* [Entries provided]
────────────────

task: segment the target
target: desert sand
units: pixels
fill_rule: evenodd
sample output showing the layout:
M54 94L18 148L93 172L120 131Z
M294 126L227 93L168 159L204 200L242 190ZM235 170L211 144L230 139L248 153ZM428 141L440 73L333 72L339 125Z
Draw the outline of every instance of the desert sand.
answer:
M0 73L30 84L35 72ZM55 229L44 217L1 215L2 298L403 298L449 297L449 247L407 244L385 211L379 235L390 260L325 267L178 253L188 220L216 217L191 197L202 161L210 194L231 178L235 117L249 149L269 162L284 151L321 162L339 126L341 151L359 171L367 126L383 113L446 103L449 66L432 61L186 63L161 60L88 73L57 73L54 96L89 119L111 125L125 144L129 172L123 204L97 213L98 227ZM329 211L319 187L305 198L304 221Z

────────────────

* [Exercise task] Convert every line of the records above into a JSON list of strings, one string per line, with blank lines omitted.

* [Exercise solution]
[
  "task: segment the target",
  "target: desert sand",
  "units: pixels",
  "fill_rule: evenodd",
  "sample output showing the layout:",
  "M54 94L18 148L93 172L120 131Z",
  "M294 126L227 93L168 159L204 200L242 190ZM235 170L211 144L230 139L248 153ZM428 141L440 73L333 72L339 125Z",
  "Draw the outline of every instance of the desert sand.",
  "answer:",
  "M0 73L30 84L35 72ZM55 229L44 217L1 215L2 298L403 298L449 297L449 247L407 244L385 211L379 235L390 260L325 267L178 253L188 220L216 217L191 197L202 161L210 194L231 178L235 117L249 149L269 162L284 151L321 162L339 126L341 151L359 171L367 126L383 113L446 103L449 66L432 61L186 63L161 60L88 73L57 73L54 96L89 119L111 125L125 144L129 172L123 204L97 213L98 227ZM329 211L319 187L305 198L304 221Z"
]